---- Data for analysis

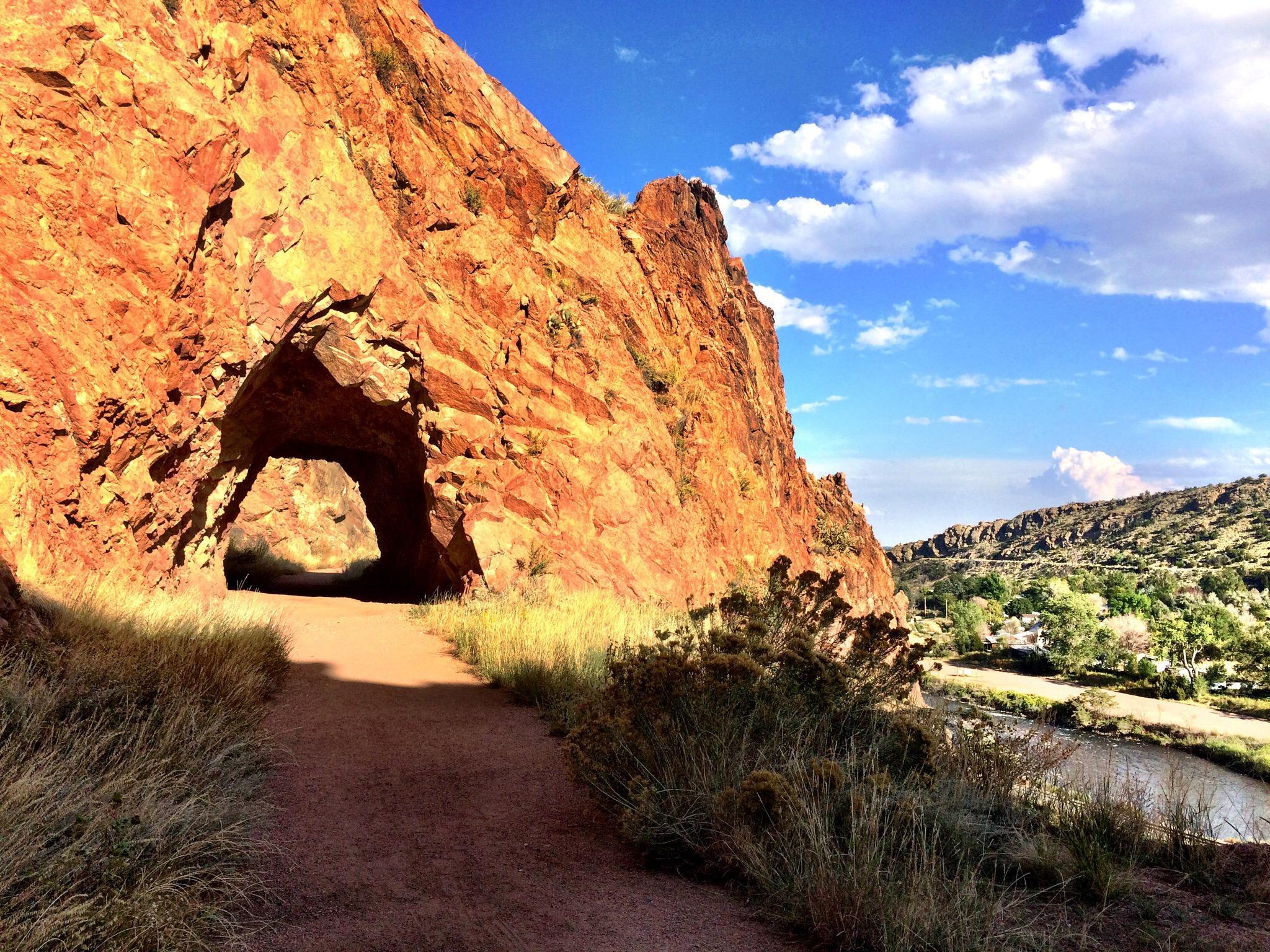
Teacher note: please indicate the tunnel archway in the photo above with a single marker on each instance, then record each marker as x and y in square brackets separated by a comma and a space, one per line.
[294, 407]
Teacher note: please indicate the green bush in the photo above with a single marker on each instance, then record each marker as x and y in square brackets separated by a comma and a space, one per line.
[386, 63]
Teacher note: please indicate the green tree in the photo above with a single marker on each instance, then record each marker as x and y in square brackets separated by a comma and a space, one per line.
[1073, 635]
[950, 589]
[993, 587]
[1225, 584]
[1251, 655]
[1203, 632]
[969, 624]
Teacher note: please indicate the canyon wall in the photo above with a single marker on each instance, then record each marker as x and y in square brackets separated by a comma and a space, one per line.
[318, 230]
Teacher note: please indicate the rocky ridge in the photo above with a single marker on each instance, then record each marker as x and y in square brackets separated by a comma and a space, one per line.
[313, 229]
[1203, 527]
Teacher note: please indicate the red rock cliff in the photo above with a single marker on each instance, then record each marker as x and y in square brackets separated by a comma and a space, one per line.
[319, 230]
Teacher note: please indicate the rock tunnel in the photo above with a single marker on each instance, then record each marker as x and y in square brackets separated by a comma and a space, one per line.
[294, 407]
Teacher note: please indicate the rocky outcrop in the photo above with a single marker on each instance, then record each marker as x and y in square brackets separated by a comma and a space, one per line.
[308, 512]
[318, 230]
[1202, 527]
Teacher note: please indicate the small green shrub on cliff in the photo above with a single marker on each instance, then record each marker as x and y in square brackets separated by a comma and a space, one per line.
[386, 63]
[833, 537]
[614, 203]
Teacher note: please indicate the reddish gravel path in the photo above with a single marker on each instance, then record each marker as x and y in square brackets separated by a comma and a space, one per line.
[422, 810]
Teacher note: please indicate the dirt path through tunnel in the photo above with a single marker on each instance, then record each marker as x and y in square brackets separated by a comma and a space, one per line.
[424, 810]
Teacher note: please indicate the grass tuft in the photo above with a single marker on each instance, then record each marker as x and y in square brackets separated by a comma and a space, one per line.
[131, 767]
[548, 646]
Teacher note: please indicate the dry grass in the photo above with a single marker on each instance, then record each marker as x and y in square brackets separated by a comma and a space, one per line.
[737, 748]
[549, 646]
[131, 763]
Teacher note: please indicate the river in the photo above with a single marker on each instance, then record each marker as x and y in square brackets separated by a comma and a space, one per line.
[1238, 805]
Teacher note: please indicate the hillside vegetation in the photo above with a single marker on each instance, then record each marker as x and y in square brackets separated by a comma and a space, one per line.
[131, 763]
[768, 742]
[1184, 531]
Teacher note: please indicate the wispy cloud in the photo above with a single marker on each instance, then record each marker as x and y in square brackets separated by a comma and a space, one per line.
[981, 152]
[1156, 356]
[796, 312]
[1204, 425]
[889, 333]
[978, 381]
[810, 408]
[871, 95]
[626, 54]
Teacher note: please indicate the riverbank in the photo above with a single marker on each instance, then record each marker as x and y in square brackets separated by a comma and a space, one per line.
[1088, 711]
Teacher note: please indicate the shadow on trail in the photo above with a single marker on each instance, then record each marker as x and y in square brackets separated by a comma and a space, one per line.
[371, 587]
[441, 816]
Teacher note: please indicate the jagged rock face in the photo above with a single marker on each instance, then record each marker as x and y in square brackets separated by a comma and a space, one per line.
[1152, 528]
[318, 230]
[309, 512]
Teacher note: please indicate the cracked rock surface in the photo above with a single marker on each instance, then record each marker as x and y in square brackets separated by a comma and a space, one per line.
[313, 229]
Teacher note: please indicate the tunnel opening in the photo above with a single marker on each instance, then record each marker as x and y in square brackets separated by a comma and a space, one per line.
[295, 425]
[301, 517]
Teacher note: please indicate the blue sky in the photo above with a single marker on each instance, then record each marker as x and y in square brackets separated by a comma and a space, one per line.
[1025, 247]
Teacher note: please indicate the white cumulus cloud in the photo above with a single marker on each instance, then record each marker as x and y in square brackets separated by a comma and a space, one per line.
[1095, 474]
[796, 312]
[1155, 183]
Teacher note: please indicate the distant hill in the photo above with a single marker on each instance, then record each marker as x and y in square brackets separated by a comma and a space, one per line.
[1198, 528]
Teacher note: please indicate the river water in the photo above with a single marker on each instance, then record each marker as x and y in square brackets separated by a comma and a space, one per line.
[1238, 806]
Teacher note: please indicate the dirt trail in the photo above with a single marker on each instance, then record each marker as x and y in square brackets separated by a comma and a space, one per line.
[1178, 714]
[422, 810]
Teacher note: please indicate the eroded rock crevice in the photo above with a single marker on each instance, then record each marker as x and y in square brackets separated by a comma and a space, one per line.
[298, 409]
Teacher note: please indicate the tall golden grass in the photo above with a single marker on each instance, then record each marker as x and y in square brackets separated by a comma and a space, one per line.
[131, 764]
[739, 749]
[546, 645]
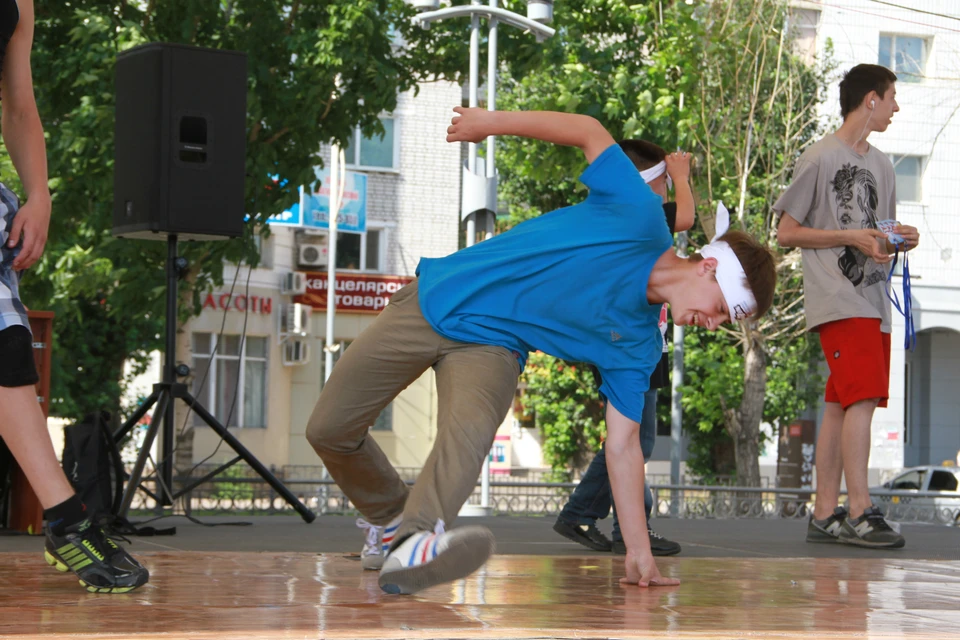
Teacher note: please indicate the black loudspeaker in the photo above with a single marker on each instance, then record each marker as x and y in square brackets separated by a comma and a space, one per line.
[180, 139]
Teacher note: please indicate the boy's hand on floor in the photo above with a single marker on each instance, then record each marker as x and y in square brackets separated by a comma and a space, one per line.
[643, 571]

--------

**Activity**
Write out the entries above verbatim; the pictures do not belong in your copy.

**Exercise result**
Teacher note: please indicate the tunnel archway in the photo above with a single marker on each instance, then record each marker as x and y in square brackets separated by a comma and a space, one per line.
[294, 407]
Teacher note: please indicate the green bush in the photo above with a single marker on each instance, then record each marker as x and y in square brackets separated by a comma and a space, one per line.
[386, 63]
Teacher note: please indicate the green tree in the photo above with a single marker on each instance, then record each marker as x and y in square brackets separated by a comma and a space, one per line.
[1073, 635]
[950, 589]
[993, 587]
[1225, 584]
[1251, 655]
[1203, 632]
[969, 624]
Teacher note: please indicate the canyon wall in the photo above with a single marker on each instance, then record each marker as x and y in square brackets separated by a comma and a space, one per line.
[318, 230]
Teacher note: please indicate the rocky ridge in the photo above with a single marker on each instance, then record each marker as x and y in square brackets separated by a comma and a space, one per line.
[313, 229]
[1203, 527]
Teacher note: please indicate the red rock cliff in the photo above with a single marker on each instance, then record each marker as x and y in square brackets separated by a comma and a space, one per line.
[319, 230]
Teacher note: please indicate the rock tunnel in the photo above with a single marker on each instance, then record each marker as x and y in square brackets separated by a comma and a space, one per line.
[294, 407]
Teacher note: please indicate the rocky outcrop in the photo above with a single marker on each instance, then record each marker as x and y in square brackets separated by a comma and a space, one per line.
[308, 512]
[318, 230]
[1202, 527]
Teacher note: please indicate the small green shrub on cliff in the photo above with a single marker on each instance, then record each marker as x and y in square brackets separated by a comma and a space, one per line.
[386, 63]
[833, 537]
[614, 203]
Teacher note: please indicate the reddish gravel path in the photo above with a single marker on each instance, then record each marker as x and y in square brackets separated by a comma and a space, one per line.
[422, 810]
Teacher note: please indicate the dirt path through tunnel in the photo above with a single marker on each instance, then record each marker as x and y in square brackets separated by a comma and a space, one per line.
[424, 810]
Teacher note: please indicate the grass tuft in the photo above with a single marker on each instance, then record each marker as x and y in square brackets separated by a comma and a space, one per line.
[131, 767]
[548, 646]
Teacher note: please indicate the dry grass in the photo above with a single marker on each instance, then record each marker as x and y in square brackets separated by a comma and a space, one per line.
[737, 748]
[549, 646]
[131, 763]
Teacher note: please indicate the river in the photo above with a single marker on each instance, then record each marker as x and y in square brackets separated by a comma and a space, one per line.
[1238, 805]
Teacher note: please indicate the hillside vegetation in the photo above with a single marker on each instance, then record each marker as x and y in square brackets separated by a comma and a space, one per line.
[131, 763]
[768, 742]
[1184, 531]
Teacher note: please indicate the wispy cloud in the photo above with a single marker on each instance, then record each marker as x and y in square brackets separated by a comma and a space, one per line.
[981, 152]
[1156, 356]
[796, 312]
[1204, 425]
[889, 333]
[978, 381]
[810, 408]
[871, 95]
[626, 54]
Teacher note: please indicate the riverbank in the photo above with a single marker on each instance, then record each marker as x and y in square brackets separated by a comma and a space, one per line.
[1088, 711]
Teacher note: please indicate the shadow on trail in the photo above with a single marker on each instance, then record each marker as x and y in square brackets separated by a comma and a space, one per line.
[371, 587]
[441, 816]
Teacher note: please indicate the jagged rock face in the photo above with a single marker on each instance, then record each marker as x and y in square brackets separated by a comma and a space, one per line.
[1152, 528]
[318, 230]
[309, 512]
Teacher note: please indicate the cracked rock surface in the photo above with a single marker on each instance, then record each marker as x and y in square brackets separated by a comma and a space, one per line.
[313, 229]
Teacher note: please indicate the tunnel opening in the photo above with a single marker on each instance, then record each marker as x and y in square brackets separated by a comma and a space, one per line.
[295, 425]
[301, 517]
Teacher note: please indicate the blue sky in the photo above with a single marker on each instance, then record each marker as x and y in square brackets separated by a comma and a space, one per line.
[1025, 247]
Teacher note: please indicate the white cumulus cloud in the photo above with a single marker on each instance, then record each marker as x and y in square brackets separated by a comma and a space, one per line.
[1095, 474]
[796, 312]
[1155, 183]
Teacher note: please indicate the distant hill in the photo above with a single marker on each instance, then record each marker as x and y in square brackets separated by a comma and a space, one per line.
[1198, 528]
Teacher note: please indicate the river water in the photo above with a single marker on each instance, then record each marker as x and y in square brackets separated by a comma and a space, one per line.
[1238, 806]
Teacher note: please indicate the dirt trail in the photo above with a single marker on each instance, then record each marker as x and y in square brackets separated by a comma and a space, one per line.
[1178, 714]
[422, 810]
Teacher note: please indicate the eroded rock crevice in the photo above with a single marker on each instance, then record each marker as x and y in square brackets separated by a comma and a space, one per line.
[298, 409]
Teacher note: please indicate the tall golden grass in the photo above with a single marker on each instance, then record each marker as x and y in square brackets separated by a comma and a space, one per line.
[131, 764]
[739, 749]
[546, 645]
Teacher note: please indicate the black loudspeaker in the photo above with a single marker on each instance, then record each marker as x and y in square brackets separated by a comma and a space, one per line.
[180, 139]
Teacher note: please indicate the boy's hand on floor in the photo above with a single marker on each instance, then record each marker as x and y in square brackets separated by a comma and a space, one per line.
[643, 571]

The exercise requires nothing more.